## Problem description
Count the lines in the data below that contain the string "negative". Reply with the number only.

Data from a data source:

- - - - - - -

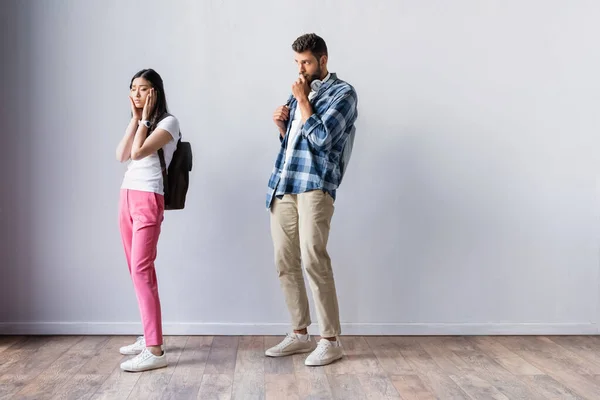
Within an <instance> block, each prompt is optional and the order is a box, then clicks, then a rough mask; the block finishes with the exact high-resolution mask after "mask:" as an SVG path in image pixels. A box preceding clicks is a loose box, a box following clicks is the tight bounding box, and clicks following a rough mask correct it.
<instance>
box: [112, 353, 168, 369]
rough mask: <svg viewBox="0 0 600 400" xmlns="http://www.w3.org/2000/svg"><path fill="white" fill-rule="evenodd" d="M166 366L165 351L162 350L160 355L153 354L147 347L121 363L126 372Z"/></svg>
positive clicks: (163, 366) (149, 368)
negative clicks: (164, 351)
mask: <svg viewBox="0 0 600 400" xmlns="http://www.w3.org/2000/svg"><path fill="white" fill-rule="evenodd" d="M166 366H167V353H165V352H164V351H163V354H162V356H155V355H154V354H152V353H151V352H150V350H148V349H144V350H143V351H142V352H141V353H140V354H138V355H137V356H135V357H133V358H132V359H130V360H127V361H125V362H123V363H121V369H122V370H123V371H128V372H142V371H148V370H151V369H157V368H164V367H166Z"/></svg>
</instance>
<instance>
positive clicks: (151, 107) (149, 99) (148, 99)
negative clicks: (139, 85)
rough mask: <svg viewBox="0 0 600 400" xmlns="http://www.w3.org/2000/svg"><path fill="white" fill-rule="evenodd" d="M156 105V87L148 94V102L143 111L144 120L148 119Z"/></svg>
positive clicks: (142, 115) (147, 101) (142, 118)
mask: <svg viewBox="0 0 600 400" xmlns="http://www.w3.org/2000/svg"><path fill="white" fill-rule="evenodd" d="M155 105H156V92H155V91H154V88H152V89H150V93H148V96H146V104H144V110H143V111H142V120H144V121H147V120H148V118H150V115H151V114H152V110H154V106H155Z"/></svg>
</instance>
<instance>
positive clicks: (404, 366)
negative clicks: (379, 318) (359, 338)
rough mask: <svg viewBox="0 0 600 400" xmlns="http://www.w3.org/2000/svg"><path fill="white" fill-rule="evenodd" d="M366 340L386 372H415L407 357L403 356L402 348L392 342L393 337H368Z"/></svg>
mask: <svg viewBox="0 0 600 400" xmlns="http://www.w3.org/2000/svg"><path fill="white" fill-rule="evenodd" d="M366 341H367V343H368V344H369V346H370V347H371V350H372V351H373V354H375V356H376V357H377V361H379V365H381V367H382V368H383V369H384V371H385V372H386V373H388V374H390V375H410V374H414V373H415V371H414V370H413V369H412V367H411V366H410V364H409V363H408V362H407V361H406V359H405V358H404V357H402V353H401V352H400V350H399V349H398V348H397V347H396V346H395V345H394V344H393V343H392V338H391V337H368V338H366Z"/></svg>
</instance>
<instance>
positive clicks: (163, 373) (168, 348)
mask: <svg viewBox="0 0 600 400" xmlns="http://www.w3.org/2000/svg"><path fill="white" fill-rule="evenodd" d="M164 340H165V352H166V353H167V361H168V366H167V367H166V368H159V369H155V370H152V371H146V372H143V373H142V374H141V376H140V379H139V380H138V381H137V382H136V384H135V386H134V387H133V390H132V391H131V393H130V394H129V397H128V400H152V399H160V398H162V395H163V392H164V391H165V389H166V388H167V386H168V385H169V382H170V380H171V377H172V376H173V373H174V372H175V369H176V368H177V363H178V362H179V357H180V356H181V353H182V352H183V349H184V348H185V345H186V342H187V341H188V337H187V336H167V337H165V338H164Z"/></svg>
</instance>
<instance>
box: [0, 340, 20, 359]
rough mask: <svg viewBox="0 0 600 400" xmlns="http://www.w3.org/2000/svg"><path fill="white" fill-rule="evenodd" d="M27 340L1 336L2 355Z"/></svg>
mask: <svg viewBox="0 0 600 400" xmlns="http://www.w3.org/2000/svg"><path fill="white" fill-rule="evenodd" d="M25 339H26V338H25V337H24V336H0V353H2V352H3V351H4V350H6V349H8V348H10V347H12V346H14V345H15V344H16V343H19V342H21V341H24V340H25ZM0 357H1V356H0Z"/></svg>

- - - - - - -

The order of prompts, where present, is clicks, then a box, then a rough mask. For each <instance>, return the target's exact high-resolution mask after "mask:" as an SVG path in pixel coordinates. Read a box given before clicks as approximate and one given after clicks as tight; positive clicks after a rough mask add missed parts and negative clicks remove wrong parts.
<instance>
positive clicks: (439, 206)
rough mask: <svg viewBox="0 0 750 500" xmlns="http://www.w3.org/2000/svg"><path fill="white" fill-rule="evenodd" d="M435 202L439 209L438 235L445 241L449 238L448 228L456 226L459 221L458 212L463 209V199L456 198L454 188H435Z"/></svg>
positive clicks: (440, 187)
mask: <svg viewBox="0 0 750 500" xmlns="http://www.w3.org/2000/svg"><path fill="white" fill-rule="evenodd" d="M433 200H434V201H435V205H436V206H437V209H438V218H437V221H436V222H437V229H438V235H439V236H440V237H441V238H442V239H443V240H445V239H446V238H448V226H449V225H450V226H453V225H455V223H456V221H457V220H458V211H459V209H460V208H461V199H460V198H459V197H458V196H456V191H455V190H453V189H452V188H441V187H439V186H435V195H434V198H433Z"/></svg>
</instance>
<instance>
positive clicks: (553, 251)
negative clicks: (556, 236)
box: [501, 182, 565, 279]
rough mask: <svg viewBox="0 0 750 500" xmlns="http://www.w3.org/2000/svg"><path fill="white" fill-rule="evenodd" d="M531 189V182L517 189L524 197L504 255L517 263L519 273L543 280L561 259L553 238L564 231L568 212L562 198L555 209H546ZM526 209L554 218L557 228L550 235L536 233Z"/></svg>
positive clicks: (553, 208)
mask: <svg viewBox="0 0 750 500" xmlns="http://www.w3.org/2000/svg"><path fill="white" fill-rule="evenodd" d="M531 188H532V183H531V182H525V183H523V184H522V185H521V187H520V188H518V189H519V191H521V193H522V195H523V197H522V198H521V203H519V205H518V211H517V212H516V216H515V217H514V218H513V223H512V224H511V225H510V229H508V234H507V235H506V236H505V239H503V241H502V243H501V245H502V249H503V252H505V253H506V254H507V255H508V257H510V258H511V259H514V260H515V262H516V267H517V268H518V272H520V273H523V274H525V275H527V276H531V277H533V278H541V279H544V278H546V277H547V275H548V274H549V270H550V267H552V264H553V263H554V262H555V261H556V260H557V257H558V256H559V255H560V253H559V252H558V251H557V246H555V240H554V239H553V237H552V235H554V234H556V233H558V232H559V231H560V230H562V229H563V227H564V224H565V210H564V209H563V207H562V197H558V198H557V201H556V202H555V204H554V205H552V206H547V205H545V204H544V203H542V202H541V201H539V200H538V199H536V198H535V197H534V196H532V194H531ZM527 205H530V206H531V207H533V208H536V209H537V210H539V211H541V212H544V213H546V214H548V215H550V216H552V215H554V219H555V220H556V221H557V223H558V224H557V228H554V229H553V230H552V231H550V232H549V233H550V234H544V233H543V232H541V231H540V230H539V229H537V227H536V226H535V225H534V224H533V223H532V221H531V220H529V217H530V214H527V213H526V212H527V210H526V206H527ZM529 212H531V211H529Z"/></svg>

- - - - - - -

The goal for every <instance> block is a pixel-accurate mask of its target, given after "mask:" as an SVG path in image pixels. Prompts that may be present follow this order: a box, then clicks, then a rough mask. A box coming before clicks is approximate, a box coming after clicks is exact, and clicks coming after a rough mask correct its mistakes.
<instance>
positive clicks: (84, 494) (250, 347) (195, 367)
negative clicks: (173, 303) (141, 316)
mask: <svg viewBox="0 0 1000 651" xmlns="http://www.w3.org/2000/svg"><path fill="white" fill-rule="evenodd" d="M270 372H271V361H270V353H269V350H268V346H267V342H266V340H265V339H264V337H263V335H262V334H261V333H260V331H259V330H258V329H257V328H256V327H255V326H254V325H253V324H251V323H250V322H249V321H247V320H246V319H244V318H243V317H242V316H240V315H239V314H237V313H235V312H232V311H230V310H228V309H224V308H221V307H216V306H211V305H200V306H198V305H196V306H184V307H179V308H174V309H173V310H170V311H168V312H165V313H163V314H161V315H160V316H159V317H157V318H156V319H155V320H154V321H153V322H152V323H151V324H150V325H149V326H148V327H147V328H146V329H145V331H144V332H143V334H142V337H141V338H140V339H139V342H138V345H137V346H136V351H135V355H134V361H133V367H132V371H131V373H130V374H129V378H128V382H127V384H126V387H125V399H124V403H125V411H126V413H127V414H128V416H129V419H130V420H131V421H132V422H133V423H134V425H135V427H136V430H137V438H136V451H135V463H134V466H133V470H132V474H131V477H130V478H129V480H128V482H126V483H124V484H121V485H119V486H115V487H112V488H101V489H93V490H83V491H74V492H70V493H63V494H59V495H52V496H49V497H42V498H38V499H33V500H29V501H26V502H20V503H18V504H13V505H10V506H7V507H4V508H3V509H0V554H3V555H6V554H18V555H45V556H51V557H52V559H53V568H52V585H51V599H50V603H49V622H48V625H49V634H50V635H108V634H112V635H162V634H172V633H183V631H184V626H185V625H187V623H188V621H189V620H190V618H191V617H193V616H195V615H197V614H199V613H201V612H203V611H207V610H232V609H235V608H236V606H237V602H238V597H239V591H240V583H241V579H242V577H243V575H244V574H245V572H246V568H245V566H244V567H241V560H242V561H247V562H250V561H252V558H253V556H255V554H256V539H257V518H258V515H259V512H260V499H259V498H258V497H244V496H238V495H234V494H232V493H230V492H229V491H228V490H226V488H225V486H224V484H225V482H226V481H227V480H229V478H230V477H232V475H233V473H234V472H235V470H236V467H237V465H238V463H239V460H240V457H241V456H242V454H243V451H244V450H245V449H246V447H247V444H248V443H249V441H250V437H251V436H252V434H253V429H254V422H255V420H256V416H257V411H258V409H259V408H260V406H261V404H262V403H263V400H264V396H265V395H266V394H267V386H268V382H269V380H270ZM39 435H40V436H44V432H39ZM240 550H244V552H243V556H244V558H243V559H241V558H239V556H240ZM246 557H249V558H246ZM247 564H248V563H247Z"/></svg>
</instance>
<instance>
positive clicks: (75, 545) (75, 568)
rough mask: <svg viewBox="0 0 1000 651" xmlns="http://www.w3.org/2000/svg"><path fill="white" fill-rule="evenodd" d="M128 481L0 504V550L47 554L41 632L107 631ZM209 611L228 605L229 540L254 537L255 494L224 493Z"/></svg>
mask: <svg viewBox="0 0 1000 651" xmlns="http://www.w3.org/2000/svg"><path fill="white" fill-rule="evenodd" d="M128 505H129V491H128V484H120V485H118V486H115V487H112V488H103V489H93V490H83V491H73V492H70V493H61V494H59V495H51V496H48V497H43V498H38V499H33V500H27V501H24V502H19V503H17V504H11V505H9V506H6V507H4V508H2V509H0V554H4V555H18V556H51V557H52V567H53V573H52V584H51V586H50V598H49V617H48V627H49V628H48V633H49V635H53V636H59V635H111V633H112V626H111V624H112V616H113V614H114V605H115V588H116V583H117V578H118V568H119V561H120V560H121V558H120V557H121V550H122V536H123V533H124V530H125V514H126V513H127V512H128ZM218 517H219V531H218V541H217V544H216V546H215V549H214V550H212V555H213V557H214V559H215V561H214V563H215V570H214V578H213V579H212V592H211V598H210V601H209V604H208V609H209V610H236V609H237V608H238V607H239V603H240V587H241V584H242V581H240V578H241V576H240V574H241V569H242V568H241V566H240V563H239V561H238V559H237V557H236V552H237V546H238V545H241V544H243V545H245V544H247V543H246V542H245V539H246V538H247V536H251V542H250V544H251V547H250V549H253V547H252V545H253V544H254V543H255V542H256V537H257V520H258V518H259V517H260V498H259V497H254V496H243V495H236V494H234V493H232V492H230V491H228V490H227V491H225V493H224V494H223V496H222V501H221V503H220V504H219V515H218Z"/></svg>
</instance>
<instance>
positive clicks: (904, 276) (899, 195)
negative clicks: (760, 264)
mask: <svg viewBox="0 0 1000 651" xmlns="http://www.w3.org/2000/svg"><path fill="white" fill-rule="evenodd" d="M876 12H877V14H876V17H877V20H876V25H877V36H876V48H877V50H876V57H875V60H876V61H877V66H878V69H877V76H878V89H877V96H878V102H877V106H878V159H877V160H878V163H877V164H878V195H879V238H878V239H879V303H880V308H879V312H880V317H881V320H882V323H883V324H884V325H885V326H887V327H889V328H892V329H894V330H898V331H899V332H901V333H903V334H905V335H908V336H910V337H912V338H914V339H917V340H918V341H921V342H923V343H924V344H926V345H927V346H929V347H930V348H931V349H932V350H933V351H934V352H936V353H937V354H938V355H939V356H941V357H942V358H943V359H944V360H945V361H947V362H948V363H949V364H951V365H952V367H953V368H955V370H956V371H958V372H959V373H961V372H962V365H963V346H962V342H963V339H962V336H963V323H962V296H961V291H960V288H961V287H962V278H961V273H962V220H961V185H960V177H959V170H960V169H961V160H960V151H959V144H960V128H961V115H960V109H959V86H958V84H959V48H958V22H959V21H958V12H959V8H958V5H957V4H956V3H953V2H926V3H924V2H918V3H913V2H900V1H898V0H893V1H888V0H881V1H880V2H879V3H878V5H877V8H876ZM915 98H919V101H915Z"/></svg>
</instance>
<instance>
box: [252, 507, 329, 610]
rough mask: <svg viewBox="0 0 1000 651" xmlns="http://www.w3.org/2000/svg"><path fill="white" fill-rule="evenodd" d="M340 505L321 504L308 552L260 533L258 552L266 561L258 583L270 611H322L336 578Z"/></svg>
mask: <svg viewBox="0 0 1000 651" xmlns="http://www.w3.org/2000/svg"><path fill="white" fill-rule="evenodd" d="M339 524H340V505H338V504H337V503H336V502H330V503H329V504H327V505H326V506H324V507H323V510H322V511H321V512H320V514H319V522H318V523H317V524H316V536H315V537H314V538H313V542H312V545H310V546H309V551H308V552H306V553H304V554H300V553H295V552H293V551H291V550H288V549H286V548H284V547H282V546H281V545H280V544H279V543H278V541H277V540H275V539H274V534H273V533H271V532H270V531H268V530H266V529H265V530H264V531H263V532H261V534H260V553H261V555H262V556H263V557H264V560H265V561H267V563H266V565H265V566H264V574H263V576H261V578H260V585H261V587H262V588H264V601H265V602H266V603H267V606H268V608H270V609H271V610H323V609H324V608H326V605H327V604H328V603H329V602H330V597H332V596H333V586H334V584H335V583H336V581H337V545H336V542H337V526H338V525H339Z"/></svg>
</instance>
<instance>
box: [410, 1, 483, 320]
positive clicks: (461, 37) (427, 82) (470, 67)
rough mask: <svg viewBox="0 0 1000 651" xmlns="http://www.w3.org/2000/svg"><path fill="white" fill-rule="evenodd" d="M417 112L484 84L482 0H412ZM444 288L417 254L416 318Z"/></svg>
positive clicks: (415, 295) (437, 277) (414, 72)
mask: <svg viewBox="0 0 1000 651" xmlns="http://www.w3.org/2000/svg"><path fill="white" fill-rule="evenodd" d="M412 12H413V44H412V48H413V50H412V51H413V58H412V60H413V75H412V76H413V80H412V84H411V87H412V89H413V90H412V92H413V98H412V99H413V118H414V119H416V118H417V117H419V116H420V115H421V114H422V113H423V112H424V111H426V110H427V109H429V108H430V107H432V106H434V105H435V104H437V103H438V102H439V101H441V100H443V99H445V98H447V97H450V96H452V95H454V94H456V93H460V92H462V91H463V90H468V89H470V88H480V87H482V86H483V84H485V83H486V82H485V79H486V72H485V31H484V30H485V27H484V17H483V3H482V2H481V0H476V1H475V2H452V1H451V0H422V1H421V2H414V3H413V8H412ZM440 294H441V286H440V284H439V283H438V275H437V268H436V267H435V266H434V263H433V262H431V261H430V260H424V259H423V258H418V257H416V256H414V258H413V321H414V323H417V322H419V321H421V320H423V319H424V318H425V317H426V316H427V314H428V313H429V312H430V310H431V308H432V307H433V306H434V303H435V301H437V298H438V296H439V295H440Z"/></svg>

- - - - - - -

## Solution
7